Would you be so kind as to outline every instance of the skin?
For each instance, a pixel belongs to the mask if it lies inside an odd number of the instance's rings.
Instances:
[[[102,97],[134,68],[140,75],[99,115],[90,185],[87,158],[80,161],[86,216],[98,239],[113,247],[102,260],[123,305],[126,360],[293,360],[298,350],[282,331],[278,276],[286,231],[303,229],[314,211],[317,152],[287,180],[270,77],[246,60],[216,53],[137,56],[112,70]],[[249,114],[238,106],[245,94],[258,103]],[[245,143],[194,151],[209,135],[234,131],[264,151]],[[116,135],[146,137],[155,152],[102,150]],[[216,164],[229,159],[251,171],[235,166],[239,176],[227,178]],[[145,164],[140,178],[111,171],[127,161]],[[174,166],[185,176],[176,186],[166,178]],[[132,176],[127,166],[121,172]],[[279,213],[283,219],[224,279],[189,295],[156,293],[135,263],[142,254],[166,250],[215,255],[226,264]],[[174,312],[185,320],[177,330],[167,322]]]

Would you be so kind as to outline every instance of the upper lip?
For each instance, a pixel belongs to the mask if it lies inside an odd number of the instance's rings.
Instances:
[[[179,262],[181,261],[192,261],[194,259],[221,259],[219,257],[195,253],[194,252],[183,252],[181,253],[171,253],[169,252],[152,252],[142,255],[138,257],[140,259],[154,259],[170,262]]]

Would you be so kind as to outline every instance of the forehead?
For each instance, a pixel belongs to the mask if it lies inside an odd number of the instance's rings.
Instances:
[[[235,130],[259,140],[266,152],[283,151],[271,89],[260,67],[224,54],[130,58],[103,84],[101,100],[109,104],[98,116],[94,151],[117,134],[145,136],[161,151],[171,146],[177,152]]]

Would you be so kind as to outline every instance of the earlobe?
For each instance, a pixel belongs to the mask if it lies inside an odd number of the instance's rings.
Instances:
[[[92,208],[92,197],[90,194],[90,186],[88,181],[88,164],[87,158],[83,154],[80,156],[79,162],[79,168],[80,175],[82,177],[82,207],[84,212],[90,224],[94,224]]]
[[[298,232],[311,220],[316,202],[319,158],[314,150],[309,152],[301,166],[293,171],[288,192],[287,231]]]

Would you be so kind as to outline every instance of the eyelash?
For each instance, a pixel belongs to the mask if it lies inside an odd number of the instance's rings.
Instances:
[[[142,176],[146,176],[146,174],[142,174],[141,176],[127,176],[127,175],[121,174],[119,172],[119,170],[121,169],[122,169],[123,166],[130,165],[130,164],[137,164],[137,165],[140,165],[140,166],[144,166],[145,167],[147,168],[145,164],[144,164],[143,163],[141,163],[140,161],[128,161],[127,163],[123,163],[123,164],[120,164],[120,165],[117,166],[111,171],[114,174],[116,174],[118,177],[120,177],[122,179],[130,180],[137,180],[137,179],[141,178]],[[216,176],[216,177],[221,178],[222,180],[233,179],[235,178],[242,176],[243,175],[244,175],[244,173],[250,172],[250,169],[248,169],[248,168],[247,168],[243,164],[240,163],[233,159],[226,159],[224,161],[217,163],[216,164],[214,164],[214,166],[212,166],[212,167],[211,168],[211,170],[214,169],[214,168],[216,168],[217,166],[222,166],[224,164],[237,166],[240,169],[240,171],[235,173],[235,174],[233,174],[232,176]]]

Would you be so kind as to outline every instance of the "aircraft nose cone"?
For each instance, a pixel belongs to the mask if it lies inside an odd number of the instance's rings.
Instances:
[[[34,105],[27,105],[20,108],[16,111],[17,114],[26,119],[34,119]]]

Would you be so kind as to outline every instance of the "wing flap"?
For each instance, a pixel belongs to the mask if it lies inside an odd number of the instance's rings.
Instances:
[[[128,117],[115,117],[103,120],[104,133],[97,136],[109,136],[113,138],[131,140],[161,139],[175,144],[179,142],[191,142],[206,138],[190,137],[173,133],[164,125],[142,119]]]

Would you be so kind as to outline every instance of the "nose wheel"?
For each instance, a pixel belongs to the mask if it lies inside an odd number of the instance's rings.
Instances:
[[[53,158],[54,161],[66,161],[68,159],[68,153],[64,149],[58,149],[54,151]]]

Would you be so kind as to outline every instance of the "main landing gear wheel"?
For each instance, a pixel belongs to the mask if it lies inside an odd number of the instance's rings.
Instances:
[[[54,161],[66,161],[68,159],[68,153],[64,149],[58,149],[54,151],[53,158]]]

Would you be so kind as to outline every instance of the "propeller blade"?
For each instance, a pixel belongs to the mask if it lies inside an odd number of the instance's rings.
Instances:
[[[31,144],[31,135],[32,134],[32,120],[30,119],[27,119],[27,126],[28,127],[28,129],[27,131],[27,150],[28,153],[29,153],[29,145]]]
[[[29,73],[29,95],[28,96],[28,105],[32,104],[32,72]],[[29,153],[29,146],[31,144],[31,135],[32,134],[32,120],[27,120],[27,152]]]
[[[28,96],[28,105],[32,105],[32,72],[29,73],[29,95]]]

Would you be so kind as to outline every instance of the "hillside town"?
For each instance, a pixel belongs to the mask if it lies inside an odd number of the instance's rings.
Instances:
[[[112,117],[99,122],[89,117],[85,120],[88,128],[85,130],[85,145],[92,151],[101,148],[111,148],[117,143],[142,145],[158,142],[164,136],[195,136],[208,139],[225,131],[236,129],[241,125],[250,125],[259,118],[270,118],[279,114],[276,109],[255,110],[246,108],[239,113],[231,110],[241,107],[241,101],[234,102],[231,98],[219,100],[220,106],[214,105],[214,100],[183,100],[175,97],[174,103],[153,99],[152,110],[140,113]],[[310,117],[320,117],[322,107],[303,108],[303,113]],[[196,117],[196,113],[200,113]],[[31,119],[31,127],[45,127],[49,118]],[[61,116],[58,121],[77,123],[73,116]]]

---------------

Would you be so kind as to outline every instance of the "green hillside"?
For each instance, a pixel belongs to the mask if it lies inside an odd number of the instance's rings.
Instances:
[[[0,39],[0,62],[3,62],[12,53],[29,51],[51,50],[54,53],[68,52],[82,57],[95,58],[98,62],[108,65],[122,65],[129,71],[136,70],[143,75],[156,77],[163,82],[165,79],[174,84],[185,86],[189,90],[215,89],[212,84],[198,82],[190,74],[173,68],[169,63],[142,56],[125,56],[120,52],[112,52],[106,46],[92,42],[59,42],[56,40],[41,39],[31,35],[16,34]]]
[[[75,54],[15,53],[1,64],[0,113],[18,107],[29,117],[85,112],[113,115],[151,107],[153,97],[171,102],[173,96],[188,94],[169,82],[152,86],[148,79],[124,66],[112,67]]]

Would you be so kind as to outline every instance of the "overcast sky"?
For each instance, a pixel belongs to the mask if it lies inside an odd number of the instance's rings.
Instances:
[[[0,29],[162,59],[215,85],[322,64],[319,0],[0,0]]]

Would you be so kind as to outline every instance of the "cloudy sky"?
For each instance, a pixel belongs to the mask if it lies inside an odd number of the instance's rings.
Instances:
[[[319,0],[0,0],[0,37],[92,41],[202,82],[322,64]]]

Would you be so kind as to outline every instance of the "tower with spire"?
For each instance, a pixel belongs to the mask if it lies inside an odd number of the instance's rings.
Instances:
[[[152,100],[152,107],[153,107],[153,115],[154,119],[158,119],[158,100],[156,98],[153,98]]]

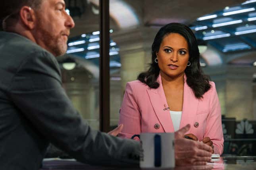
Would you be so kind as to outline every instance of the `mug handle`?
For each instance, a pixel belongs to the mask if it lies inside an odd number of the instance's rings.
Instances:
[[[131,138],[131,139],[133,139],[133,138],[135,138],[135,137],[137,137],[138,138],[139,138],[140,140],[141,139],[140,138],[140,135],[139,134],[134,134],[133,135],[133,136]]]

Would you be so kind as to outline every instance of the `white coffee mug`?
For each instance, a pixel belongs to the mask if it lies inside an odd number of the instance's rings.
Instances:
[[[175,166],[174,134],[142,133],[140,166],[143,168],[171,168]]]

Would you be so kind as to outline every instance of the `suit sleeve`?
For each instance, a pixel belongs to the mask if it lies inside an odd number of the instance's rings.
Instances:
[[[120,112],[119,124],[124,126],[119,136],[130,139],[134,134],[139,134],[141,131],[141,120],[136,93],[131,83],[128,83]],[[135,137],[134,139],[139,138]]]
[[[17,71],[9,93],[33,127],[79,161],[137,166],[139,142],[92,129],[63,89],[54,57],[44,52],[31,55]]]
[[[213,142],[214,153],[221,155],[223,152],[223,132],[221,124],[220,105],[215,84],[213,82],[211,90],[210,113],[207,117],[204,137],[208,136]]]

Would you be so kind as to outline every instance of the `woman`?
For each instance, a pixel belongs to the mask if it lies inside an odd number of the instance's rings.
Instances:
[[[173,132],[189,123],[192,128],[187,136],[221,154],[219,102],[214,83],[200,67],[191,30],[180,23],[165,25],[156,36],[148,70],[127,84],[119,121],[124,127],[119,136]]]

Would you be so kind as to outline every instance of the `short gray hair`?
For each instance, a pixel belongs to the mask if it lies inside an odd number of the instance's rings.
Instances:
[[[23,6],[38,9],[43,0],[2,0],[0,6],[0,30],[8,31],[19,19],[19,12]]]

---------------

### Task
Select each line of the items above that contains the word "nose" and copy those lines out in full. Matching is case-sensitive.

### Response to this exercise
Would you be so kind as to outline every instance of the "aircraft nose cone"?
Would you be so kind as to outline every instance of the "nose wheel"?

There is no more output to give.